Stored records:
= = = = = = =

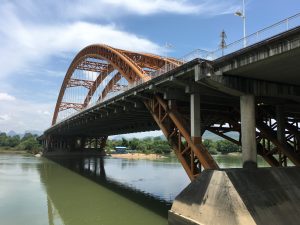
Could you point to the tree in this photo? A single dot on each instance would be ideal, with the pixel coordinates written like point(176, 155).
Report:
point(3, 139)
point(210, 146)
point(225, 146)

= = = = = = =

What this task involves: Output each of the lines above exactly, apart from the images.

Task solution:
Could you point to the tree in this photo? A single dot on each instance would be ideal, with the pixel coordinates written like point(176, 155).
Report:
point(3, 139)
point(210, 146)
point(225, 146)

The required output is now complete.